取り組む課題 |
(1) 満月とオオカミ男についての文章にある「まあ、当然ながらそんなものはない。」という一文を英語に訳してください。
(2) 満月とオオカミ男についての文章を、最後の一文のあとから書き継いでください。

引用文 |
━━━━
せっかくの満月だったので
満月が人体に与える影響のようなものをさがそうとしたのだが、
うさんくさい感じのするもの以外はあまり見当たらないので
オオカミ男→満月の夜に変身の根拠というものを調べようとした。
まあ、当然ながらそんなものはない。
オオカミ男はあくまでも物語の世界だ。
古代ギリシャの歴史家ヘロドトスは
東ヨーロッパにいたネウロイという部族が
年に一度オオカミに変身すると書き残しているが、
いくら紀元前とはいえ、それは無理だ(しかも満月とは関係がない)
東ヨーロッパには人がオオカミに扮しておこなわれる祭のようなものが
あったらしいので、たぶんそのことだろうと思われる。
また関係ない話をしてしまうが、
どうも世界の東の方へ行くとオオカミはえらくなるようで
ジンギスカンは天下った青い狼の子孫だし、日本でオオカミは「大神」で
文字通り神さまとして祀られているし
インディアンもオオカミを敬い、オオカミが部族のシンボルになっていたりする。
しかし満月とのかかわりはいまのところ見つからない。
切り裂きジャックは満月の夜に殺人を犯したといわれることがあるが
これも間違いで、
被害者の5人の娼婦が殺されたのは金、土、日の週末だ。
━━━━
提供データ |
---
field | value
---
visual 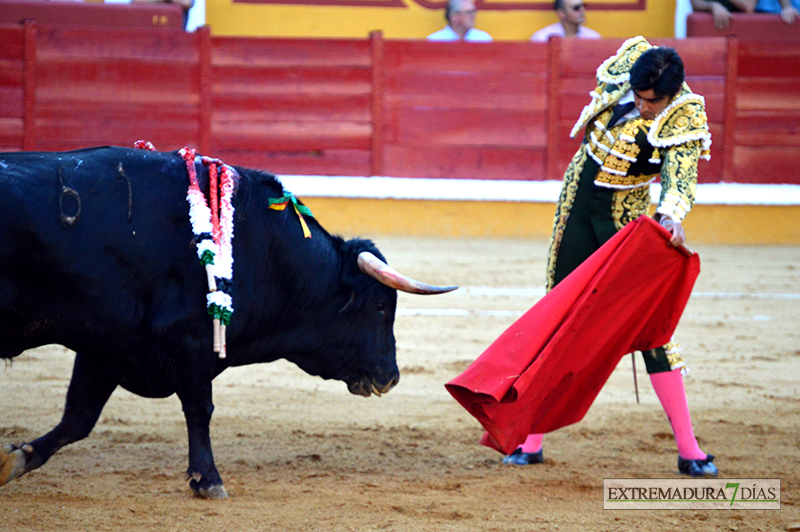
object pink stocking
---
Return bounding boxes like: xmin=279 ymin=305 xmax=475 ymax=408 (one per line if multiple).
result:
━━━━
回答一覧 |
(1) Well, of course, there is no such thing.

(2)
切り裂きジャックは週末が好きだったのか、
ウイークデーは残業とかで忙しかったのか、どっちかだ。
さらに満月のパワーは、交通事故、犯罪、心臓発作、出産を増やすという理論を
提唱したお医者さまがいたのだが
これも後々の統計データで否定されている。
人体のおよそ6割(赤ん坊はもっと多いが)が水で
その水は海水と同じ塩分濃度だから
海が月の引力で満ち引きするように人体にも何らかの作用があるだろうというのが
満月パワーの根拠になっているのだが、
いまのところそれは個人の実感や霊感の域を出ておらず
科学的な実証はないようだ。
それにしても、月の引力ばかりが注目されているが
太陽の引力というのもあって、
地球からあまりに遠いので月の引力の半分しかないけれど
太陽だって潮の満ち引きの手助けをしているんですけどね(さ)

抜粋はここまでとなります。